▸ **Dataset content**:
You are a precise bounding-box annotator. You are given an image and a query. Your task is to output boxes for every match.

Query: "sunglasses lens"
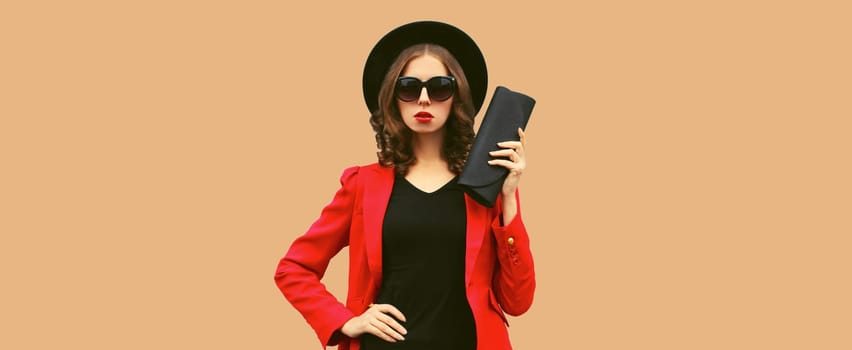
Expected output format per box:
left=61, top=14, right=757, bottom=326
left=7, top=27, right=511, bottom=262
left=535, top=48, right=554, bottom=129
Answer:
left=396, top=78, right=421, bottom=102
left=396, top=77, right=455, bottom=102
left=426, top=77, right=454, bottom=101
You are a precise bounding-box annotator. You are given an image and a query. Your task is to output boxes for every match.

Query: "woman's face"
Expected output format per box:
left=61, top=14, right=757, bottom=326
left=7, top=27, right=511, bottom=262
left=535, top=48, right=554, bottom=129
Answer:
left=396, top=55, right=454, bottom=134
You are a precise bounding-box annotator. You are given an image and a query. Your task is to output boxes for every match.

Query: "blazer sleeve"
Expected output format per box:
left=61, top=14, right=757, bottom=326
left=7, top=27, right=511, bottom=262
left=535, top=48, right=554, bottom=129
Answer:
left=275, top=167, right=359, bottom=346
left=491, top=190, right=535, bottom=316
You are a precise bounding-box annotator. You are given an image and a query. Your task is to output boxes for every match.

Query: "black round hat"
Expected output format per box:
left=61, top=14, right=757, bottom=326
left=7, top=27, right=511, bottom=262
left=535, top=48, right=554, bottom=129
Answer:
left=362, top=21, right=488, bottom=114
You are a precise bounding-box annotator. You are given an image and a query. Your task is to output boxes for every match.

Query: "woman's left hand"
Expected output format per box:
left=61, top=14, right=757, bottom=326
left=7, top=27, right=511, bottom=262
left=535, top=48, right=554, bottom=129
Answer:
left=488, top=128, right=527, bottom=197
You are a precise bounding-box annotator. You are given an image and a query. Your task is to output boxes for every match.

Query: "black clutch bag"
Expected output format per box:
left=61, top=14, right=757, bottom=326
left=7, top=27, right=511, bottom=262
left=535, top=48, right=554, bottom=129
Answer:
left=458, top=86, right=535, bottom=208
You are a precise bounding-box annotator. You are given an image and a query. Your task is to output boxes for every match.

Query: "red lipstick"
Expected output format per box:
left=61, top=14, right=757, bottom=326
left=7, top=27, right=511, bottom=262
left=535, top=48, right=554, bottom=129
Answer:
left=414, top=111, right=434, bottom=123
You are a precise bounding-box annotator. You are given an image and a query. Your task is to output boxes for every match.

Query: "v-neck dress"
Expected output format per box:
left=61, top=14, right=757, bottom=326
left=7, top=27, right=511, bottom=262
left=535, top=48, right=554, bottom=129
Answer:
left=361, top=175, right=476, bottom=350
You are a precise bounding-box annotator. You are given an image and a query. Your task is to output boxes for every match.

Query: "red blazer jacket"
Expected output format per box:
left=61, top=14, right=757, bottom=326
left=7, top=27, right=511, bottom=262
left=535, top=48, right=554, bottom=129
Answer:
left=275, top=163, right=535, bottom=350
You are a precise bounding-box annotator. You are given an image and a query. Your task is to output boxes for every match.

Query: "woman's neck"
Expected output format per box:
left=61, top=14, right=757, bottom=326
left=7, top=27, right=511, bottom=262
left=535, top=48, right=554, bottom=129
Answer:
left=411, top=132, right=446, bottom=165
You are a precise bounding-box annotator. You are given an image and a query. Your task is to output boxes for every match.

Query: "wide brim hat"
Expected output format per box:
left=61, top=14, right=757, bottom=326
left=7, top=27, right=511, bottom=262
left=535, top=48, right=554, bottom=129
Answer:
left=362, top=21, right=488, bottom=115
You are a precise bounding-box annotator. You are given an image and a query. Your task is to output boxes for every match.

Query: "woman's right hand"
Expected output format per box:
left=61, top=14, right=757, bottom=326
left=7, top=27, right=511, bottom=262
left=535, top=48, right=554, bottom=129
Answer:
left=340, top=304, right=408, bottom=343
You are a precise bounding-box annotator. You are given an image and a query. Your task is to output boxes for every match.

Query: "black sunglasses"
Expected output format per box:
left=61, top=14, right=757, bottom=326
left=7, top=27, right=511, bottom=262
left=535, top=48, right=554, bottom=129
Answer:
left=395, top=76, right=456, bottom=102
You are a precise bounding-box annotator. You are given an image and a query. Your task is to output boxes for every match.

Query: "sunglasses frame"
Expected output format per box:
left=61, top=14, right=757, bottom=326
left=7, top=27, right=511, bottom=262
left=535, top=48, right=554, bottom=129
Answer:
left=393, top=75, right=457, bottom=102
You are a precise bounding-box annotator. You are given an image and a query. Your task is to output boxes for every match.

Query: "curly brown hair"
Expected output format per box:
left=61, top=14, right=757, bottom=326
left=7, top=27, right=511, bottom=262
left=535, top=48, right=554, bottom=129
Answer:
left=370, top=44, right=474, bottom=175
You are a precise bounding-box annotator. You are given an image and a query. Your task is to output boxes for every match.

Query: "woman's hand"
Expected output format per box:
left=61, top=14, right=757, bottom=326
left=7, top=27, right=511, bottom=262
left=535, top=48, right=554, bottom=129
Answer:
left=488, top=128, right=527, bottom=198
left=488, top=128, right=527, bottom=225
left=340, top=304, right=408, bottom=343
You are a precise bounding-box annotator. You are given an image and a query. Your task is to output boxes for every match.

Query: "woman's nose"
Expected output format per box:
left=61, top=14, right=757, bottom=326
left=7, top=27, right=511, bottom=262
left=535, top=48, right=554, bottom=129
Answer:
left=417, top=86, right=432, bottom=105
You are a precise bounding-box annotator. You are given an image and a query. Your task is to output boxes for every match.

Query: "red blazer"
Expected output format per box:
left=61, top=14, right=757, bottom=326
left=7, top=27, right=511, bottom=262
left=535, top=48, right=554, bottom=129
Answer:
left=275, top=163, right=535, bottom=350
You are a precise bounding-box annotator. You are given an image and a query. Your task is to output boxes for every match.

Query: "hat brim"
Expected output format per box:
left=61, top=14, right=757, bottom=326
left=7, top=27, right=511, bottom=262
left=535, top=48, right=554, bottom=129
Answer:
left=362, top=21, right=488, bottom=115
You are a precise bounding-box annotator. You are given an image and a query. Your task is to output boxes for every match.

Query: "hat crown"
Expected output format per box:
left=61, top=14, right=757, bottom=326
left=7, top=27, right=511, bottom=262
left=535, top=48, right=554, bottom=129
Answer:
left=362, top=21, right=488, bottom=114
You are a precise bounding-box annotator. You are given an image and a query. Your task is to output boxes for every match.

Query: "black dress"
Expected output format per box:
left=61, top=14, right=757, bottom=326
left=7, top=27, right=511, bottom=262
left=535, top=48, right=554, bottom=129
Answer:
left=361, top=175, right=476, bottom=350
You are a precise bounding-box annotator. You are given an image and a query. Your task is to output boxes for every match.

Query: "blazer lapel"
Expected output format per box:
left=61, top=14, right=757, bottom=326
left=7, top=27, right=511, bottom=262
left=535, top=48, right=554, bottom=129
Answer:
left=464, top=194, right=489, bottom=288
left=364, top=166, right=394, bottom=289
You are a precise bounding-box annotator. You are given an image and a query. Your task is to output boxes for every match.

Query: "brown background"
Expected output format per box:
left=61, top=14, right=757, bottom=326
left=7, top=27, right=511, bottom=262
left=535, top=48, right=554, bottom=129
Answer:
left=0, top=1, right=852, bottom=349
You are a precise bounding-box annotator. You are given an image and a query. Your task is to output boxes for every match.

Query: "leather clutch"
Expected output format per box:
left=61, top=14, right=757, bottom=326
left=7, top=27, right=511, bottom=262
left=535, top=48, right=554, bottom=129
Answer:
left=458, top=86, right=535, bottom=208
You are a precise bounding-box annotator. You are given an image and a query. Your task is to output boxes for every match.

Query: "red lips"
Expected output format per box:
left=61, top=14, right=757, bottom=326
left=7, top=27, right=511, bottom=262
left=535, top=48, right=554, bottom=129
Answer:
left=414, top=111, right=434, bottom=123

---

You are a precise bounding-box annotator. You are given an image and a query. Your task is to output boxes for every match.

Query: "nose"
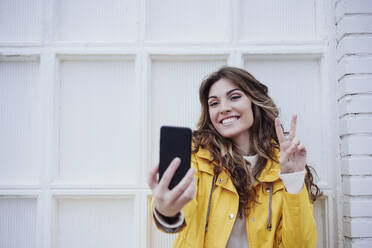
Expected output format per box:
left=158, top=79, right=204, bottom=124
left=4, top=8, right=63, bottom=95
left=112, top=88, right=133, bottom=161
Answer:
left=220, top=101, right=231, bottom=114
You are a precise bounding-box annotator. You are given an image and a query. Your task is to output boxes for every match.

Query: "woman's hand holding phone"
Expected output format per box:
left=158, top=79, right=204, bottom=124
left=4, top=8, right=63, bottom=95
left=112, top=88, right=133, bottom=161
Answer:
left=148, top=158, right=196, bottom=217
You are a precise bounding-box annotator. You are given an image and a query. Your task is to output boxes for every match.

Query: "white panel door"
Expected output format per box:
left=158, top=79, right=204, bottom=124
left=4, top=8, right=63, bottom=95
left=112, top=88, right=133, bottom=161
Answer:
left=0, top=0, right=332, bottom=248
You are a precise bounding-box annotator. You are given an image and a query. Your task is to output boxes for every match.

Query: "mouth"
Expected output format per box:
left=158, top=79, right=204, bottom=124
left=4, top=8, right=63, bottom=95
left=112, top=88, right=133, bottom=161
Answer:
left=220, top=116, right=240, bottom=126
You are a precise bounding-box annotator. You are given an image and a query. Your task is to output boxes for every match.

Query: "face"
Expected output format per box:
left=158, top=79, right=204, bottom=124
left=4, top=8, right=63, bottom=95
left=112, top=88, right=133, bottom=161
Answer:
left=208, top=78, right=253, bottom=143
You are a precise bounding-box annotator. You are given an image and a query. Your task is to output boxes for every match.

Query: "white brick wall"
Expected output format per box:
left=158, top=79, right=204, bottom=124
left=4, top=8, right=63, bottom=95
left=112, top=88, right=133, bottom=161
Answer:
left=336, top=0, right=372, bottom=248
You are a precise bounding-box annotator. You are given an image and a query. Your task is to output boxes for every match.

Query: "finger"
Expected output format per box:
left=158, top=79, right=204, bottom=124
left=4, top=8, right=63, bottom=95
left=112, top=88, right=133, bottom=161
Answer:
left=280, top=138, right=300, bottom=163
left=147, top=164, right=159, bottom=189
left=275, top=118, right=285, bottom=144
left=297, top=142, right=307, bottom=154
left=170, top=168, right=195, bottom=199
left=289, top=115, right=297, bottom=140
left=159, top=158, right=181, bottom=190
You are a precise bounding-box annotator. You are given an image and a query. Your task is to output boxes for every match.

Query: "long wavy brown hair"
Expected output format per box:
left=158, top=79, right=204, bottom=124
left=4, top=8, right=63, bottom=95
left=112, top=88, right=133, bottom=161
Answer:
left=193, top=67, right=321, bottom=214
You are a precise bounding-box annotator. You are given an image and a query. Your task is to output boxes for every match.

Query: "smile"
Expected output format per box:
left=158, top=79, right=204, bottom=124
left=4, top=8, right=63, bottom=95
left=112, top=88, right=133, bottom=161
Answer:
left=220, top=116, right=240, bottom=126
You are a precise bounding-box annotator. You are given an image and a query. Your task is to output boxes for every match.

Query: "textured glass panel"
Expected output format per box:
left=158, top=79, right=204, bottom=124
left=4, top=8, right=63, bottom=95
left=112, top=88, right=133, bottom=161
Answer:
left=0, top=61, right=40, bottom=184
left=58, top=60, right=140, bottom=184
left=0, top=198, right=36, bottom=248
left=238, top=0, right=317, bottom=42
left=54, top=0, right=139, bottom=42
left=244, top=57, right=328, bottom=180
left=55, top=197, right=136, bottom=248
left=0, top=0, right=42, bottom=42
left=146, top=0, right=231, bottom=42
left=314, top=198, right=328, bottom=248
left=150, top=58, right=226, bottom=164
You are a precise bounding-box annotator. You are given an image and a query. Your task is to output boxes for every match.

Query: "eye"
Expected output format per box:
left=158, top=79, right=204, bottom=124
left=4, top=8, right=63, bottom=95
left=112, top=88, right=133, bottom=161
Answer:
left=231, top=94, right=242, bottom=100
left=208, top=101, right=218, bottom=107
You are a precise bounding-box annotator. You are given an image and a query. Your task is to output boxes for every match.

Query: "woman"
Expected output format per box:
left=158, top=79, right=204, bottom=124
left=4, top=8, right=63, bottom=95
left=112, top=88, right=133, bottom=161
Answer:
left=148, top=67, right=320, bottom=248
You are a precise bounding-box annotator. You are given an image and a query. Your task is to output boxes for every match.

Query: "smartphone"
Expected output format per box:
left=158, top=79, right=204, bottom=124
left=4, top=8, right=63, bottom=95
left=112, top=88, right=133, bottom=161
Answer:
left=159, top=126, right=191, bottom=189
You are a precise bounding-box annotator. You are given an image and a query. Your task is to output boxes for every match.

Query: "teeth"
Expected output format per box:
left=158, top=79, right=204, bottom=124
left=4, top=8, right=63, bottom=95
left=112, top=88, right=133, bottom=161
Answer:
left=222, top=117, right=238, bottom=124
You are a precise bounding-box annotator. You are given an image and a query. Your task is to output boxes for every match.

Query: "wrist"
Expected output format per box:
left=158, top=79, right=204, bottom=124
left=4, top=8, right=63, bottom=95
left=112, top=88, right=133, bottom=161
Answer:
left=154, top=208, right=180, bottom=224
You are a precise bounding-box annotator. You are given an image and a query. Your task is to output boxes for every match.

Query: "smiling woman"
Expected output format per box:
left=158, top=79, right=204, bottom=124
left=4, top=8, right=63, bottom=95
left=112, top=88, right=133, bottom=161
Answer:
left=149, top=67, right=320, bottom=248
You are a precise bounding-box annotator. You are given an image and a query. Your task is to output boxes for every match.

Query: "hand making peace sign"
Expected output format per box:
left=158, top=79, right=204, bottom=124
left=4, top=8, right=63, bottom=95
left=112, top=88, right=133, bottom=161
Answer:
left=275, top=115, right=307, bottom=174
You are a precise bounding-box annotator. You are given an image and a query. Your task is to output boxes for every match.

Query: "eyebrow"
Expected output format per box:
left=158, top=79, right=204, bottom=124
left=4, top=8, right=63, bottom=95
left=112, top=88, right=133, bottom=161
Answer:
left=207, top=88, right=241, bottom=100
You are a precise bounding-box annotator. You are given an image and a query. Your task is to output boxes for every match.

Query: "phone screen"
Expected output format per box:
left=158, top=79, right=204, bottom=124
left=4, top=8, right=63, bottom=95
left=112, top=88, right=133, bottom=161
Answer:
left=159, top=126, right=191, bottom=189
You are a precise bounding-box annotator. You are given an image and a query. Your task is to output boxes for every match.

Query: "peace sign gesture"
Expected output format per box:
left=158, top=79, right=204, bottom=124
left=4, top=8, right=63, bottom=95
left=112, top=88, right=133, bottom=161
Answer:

▸ **Description of the task**: How many lines in the items above contain the string "neck"? Reply with the number alone.

▸ **Response**: 2